● **Task details**
Check each statement below against the passage on cooking with stock, and answer yes or no with the words from the passage that settle it, quoted exactly.
1. Twelve ounces of stock reduced by half makes a good base for a sauce.
2. The browned chicken or duck legs are cooked in a 350°F oven.
3. A light stock is made with two parts stock to one part water.

● **Extract to read**
When you have a good stock on hand, a great soup or sauce is moments away. And not just one, but countless ones. Obviously, one of the best things to do when you have stock is to feature it, use it in a preparation in which it’s the main ingredient: soup. See page 103 for basic clear soup techniques and garnish suggestions. Here are a few more ways that stock can improve the quality of your life:
- Cook whole grains and legumes in a light stock (half stock, half water) or full-strength stock: brown rice, white rice, wheat berries, bulgur wheat, white beans, lentils, chickpeas.
- Twelve ounces of stock reduced by half becomes an excellent sauce base. Like soup, add some sweet aromatic vegetables such as minced shallot and herbs, and you have a wonderful sauce as is, or which can be further embellished with white wine or mustard and butter. Thicken it with a slurry or beurre manié.
- There is no better braising medium than stock. Again, an additional punch of sweet aromatics makes it all better. Sauté some onions and carrots with some salt in an ovenproof pan. In a separate pan, brown chicken legs or duck legs in hot oil. Add them to the sautéed vegetables, add enough stock to come two-thirds of the way up the chicken or duck, bring to a simmer, then place in a 300°F oven and cook for an hour or until tender. Place under a broiler to crisp the skin, and serve with the sauce and some hearty noodles. Add tomatoes or mushrooms to the braising liquid for more garnish.

● **Record list**
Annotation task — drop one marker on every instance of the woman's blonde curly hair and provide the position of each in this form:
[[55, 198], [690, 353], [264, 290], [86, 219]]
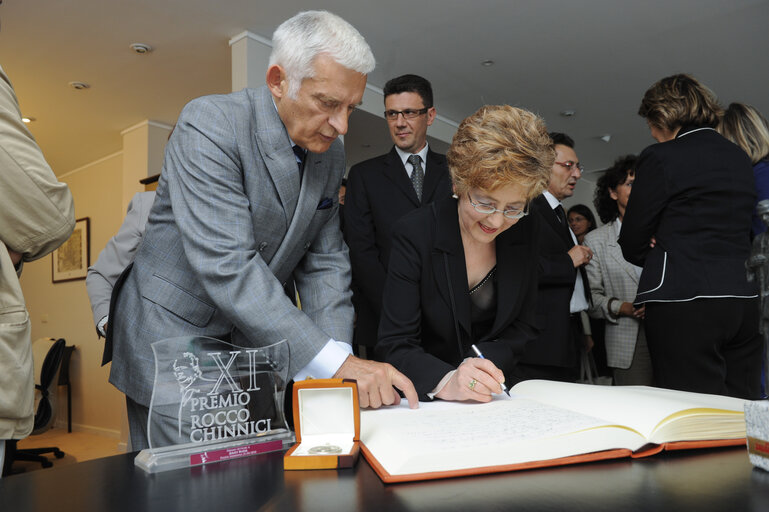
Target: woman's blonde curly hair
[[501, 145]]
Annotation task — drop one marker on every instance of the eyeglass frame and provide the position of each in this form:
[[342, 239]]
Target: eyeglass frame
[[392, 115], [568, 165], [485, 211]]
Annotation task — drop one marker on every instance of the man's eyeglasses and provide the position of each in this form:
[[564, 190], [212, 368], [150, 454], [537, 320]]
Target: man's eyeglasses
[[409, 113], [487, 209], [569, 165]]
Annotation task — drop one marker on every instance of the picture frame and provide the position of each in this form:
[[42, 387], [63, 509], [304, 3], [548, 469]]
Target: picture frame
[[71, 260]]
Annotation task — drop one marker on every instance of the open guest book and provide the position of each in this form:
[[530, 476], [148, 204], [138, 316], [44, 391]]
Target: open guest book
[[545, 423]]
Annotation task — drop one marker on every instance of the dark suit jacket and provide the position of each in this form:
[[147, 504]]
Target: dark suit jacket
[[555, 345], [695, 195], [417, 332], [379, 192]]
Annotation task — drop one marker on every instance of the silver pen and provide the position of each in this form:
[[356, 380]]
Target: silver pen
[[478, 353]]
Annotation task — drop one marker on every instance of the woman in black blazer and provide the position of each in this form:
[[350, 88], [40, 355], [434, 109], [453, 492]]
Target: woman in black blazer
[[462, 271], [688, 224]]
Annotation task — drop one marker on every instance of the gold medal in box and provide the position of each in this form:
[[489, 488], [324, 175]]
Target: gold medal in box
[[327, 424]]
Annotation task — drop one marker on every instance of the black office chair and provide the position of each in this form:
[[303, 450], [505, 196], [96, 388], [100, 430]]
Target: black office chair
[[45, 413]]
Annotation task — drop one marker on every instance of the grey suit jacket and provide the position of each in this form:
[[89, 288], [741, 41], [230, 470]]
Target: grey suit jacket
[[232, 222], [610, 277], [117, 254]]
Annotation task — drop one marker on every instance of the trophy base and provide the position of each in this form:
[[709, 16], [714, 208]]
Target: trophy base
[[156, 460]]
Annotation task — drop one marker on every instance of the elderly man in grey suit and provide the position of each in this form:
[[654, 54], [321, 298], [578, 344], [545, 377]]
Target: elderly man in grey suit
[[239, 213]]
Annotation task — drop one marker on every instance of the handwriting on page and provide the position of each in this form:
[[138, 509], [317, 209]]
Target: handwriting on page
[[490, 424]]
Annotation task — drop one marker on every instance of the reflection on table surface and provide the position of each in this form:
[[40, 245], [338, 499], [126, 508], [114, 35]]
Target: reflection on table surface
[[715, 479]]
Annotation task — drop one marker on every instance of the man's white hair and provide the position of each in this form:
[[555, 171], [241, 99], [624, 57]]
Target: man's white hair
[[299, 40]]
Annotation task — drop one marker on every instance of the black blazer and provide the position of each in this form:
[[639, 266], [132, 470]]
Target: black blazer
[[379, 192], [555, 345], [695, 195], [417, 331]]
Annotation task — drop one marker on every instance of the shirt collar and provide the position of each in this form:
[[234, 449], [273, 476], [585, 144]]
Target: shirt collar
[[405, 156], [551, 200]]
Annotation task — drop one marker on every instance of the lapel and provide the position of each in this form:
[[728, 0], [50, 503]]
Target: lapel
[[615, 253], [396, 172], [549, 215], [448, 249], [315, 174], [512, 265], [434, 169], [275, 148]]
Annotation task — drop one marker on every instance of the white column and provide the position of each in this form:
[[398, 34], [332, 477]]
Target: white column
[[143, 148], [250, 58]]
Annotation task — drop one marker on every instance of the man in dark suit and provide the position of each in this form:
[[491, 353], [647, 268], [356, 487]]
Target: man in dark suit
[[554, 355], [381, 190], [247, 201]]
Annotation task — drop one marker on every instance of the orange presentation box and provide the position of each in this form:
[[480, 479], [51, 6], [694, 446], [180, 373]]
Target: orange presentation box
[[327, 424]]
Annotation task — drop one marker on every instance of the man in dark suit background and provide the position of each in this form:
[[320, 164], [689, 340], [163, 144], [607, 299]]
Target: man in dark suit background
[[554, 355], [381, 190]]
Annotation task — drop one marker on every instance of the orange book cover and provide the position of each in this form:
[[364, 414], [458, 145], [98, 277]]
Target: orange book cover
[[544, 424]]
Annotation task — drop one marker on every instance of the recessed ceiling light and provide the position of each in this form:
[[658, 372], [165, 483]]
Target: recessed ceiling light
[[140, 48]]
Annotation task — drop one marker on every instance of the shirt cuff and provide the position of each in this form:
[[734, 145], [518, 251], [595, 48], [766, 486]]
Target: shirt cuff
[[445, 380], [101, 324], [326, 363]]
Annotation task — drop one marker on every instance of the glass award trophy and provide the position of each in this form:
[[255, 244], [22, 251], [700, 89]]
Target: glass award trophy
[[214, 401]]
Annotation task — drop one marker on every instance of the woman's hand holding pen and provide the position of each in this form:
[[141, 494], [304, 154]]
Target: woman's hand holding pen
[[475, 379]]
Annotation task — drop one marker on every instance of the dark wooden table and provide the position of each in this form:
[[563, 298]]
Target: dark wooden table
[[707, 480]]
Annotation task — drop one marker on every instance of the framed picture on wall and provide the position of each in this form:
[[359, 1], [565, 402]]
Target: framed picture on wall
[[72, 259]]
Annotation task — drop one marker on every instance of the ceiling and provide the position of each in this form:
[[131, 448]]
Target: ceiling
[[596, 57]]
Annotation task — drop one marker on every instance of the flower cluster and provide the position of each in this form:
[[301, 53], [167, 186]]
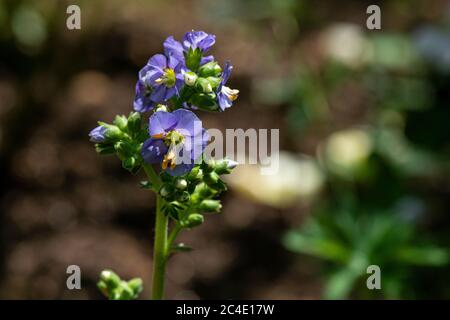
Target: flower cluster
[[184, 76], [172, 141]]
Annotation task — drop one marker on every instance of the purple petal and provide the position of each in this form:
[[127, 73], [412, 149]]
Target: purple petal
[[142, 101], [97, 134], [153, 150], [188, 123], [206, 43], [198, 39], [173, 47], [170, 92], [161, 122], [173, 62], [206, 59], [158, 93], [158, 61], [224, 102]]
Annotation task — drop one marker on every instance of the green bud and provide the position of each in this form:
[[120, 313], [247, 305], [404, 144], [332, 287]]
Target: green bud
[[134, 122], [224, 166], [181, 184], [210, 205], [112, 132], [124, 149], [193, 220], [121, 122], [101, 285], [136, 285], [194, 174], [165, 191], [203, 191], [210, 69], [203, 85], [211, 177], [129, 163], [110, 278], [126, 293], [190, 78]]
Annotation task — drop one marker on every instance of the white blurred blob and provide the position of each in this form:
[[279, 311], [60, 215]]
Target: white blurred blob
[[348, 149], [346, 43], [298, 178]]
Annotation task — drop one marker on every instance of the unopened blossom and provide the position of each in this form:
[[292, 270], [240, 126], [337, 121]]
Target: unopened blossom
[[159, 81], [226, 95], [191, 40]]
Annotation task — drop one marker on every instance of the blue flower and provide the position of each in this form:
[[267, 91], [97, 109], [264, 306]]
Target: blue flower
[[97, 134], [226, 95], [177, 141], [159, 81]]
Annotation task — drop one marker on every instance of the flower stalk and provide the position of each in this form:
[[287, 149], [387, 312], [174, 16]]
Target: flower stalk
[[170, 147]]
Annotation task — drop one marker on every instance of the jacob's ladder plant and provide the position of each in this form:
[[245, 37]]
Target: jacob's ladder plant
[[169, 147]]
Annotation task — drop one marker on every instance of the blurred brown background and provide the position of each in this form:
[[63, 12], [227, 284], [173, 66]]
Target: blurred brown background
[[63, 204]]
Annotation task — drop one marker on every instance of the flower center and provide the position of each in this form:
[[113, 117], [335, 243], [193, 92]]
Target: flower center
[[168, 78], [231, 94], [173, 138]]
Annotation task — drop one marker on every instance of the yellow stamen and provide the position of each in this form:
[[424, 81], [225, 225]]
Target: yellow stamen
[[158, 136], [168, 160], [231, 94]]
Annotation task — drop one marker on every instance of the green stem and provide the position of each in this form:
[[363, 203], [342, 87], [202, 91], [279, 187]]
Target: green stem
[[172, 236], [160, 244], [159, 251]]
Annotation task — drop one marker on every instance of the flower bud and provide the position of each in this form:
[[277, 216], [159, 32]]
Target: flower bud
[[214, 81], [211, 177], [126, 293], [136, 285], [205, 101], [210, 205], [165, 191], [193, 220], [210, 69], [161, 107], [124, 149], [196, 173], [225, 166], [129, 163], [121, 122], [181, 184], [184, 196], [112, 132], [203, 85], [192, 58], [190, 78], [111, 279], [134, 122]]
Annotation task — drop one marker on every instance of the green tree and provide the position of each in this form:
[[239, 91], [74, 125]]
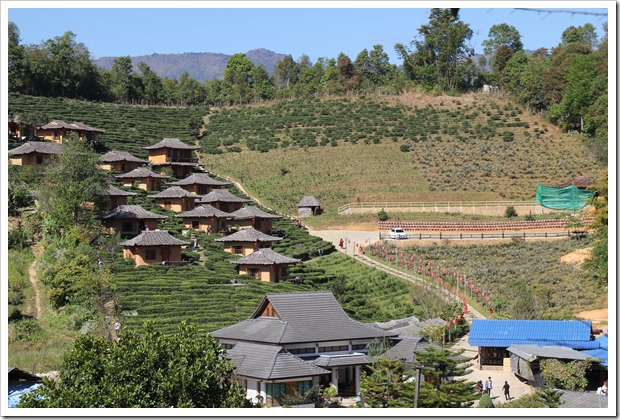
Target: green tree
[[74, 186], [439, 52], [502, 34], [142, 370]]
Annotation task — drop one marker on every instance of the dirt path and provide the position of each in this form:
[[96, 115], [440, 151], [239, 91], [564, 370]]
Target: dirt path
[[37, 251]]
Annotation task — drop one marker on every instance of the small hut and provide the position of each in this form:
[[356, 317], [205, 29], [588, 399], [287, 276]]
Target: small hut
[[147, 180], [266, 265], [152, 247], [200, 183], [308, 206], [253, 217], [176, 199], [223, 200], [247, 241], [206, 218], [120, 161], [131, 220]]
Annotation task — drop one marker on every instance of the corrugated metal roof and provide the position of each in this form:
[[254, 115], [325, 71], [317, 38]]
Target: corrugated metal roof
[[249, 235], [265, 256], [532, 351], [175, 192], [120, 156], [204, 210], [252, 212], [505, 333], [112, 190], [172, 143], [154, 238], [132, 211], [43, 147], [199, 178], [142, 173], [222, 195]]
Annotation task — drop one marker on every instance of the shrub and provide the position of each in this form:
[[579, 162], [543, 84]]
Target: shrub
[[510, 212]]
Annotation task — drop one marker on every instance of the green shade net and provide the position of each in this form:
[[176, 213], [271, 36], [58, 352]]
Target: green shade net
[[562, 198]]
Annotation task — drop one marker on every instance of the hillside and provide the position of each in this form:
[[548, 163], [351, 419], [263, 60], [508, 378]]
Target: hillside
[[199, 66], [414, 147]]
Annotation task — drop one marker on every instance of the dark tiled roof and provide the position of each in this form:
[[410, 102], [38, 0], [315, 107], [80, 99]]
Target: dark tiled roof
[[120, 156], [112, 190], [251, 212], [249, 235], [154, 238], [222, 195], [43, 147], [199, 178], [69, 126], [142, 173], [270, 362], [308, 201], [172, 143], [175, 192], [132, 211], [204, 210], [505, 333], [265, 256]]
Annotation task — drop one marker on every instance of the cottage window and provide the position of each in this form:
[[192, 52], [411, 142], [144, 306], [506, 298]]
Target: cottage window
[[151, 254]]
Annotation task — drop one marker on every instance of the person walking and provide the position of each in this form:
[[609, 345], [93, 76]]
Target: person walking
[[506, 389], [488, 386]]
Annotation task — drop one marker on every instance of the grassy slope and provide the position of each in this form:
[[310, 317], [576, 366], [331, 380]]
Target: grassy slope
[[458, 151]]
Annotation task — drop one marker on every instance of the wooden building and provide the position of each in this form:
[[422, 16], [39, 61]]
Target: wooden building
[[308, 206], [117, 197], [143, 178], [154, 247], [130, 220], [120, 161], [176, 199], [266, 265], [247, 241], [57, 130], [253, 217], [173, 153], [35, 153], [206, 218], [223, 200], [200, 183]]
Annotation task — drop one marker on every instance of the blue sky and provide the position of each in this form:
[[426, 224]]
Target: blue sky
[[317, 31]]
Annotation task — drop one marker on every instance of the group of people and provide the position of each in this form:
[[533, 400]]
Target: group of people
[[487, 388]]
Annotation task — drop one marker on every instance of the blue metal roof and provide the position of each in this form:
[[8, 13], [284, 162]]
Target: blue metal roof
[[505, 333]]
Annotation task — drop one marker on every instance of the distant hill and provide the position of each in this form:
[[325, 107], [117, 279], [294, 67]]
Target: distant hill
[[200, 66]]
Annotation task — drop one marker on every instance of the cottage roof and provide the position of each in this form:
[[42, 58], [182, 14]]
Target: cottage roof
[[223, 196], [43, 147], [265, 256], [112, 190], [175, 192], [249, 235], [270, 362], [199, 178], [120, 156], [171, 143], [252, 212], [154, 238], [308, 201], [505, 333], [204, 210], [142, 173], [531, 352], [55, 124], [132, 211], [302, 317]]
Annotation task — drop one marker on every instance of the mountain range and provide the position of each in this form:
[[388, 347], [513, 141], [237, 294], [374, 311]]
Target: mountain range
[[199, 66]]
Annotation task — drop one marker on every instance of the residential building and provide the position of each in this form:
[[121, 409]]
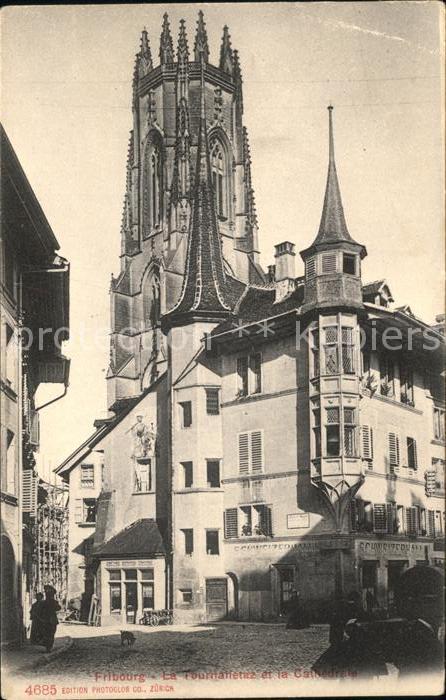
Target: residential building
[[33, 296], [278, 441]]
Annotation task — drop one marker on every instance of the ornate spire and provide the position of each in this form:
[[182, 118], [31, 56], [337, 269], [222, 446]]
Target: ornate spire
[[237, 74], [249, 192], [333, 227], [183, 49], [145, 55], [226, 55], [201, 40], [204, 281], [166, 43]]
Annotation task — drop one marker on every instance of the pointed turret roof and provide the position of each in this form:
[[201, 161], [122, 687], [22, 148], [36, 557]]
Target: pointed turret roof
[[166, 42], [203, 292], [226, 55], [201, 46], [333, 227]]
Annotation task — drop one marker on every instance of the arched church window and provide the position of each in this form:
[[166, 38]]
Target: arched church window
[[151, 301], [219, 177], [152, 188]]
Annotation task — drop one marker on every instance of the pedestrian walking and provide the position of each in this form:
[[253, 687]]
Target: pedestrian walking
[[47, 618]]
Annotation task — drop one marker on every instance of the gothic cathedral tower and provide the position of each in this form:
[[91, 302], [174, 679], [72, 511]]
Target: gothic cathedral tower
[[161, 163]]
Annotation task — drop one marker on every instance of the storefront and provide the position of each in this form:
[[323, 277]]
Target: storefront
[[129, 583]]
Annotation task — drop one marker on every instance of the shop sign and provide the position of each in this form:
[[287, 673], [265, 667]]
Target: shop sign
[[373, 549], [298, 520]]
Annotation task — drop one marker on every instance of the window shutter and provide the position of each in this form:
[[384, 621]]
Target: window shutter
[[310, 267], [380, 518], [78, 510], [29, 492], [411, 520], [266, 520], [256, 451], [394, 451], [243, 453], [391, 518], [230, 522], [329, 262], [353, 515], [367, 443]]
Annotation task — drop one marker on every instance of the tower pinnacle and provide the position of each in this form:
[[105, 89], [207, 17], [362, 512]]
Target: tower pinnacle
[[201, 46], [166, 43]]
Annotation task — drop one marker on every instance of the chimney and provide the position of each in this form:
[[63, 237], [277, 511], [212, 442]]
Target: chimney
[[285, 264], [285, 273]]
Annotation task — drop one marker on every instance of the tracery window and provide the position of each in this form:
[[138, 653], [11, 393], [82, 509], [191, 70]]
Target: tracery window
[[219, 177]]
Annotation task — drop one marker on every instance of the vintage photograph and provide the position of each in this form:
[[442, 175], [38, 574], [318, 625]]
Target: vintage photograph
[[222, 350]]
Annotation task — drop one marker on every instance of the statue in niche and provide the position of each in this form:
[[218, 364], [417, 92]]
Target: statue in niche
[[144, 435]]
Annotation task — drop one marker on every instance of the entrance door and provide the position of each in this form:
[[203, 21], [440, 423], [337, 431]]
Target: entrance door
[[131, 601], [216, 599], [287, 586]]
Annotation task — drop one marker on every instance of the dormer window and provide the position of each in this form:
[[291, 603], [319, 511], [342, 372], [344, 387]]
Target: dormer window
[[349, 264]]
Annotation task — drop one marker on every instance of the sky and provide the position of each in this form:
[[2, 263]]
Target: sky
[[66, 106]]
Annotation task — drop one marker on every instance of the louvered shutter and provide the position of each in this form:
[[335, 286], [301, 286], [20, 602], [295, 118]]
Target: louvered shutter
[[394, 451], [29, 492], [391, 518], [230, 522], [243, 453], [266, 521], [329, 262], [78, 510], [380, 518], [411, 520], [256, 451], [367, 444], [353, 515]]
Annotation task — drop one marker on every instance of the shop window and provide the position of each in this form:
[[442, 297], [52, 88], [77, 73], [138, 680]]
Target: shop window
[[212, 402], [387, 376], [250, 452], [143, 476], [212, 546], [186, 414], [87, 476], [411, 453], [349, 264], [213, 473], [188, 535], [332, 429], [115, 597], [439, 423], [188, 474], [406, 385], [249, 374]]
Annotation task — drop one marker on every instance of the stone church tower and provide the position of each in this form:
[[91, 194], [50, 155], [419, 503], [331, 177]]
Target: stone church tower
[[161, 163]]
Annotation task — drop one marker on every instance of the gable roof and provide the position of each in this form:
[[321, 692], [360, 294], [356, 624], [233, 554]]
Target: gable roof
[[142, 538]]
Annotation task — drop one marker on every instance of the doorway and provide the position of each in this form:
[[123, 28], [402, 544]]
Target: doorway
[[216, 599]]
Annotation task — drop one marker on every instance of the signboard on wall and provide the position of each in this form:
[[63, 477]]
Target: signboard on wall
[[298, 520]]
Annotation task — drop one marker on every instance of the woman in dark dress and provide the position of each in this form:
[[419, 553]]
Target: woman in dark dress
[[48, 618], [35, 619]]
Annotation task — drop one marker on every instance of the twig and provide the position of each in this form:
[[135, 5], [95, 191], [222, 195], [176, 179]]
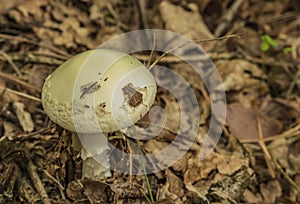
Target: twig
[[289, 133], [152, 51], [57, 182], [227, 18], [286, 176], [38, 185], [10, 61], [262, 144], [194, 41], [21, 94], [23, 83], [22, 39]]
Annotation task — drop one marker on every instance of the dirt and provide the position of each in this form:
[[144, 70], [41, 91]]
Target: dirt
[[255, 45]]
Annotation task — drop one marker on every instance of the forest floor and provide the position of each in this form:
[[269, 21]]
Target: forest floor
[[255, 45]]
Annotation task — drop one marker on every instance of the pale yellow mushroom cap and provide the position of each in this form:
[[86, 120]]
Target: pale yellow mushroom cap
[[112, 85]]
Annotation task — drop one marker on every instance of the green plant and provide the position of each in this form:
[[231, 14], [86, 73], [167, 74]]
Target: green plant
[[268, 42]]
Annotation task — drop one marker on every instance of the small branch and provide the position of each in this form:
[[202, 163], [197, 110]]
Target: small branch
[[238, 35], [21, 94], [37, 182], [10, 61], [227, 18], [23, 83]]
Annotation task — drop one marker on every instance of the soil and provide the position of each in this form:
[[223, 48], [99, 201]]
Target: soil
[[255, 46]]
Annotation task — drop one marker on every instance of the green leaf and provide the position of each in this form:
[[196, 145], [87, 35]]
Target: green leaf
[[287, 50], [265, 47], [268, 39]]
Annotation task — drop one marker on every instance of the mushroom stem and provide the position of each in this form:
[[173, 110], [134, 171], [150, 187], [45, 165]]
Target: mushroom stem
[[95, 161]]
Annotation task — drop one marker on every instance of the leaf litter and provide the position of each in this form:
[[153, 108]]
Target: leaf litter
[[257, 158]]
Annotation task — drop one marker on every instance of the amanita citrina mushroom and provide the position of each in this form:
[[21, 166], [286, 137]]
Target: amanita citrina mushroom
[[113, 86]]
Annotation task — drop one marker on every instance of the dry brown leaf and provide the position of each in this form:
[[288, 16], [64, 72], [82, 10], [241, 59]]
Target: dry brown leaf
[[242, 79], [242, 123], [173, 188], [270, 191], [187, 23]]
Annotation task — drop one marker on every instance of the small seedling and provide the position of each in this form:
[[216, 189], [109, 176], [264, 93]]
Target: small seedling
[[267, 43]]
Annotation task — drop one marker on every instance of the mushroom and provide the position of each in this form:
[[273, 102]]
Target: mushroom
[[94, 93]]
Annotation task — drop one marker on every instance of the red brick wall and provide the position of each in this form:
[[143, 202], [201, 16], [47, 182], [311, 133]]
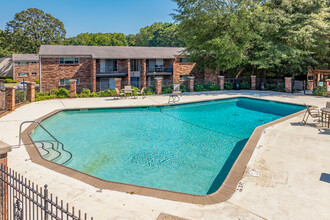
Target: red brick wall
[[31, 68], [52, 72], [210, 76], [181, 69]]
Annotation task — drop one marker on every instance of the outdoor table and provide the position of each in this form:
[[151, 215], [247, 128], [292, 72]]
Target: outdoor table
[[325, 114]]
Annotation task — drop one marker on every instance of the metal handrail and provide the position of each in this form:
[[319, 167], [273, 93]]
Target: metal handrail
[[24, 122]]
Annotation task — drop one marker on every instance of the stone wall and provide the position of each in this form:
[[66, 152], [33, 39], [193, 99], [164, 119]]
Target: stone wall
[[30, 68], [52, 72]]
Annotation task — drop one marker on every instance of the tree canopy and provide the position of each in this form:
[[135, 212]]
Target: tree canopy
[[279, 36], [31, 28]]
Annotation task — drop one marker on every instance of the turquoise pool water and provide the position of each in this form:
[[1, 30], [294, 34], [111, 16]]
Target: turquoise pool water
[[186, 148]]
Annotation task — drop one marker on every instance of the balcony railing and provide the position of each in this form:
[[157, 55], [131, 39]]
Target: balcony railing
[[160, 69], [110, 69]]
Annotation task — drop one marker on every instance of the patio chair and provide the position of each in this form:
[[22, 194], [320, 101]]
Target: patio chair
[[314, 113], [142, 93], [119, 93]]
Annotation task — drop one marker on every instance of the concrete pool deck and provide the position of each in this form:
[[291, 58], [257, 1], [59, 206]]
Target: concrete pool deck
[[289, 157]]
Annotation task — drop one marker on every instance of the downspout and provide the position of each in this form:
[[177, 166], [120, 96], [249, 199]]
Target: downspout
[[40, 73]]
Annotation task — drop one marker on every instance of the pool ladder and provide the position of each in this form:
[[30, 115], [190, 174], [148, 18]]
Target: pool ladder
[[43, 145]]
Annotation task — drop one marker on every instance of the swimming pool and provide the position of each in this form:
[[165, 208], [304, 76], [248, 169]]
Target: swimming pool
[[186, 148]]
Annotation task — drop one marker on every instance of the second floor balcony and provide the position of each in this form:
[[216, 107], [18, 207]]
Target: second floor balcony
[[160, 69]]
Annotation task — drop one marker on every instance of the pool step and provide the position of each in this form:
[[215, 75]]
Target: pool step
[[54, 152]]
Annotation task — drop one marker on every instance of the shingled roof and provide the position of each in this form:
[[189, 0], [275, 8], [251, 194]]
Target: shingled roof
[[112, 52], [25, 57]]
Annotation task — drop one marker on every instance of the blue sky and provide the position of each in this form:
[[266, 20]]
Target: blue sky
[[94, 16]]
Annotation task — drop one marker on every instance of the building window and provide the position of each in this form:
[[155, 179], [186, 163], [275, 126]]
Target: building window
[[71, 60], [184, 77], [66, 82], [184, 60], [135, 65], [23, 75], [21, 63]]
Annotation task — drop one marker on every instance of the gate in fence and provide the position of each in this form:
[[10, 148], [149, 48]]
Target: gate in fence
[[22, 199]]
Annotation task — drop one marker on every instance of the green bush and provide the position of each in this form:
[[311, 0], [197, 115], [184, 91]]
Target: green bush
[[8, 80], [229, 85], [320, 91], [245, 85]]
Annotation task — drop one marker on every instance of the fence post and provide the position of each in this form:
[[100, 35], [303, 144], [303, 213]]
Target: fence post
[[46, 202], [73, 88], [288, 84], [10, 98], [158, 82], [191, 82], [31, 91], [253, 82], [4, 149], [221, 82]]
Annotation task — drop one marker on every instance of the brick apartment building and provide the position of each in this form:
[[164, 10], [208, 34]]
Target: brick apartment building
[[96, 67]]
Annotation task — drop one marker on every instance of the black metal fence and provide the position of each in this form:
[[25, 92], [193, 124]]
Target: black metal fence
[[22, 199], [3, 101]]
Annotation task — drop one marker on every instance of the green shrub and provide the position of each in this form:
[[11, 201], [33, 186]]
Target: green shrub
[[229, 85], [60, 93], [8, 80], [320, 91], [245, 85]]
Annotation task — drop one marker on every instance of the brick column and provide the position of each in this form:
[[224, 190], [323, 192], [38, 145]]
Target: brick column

● **Expected answer**
1. Yes: "Twelve ounces of stock reduced by half becomes an excellent sauce base."
2. No: "then place in a 300°F oven and cook for an hour or until tender."
3. No: "a light stock (half stock, half water)"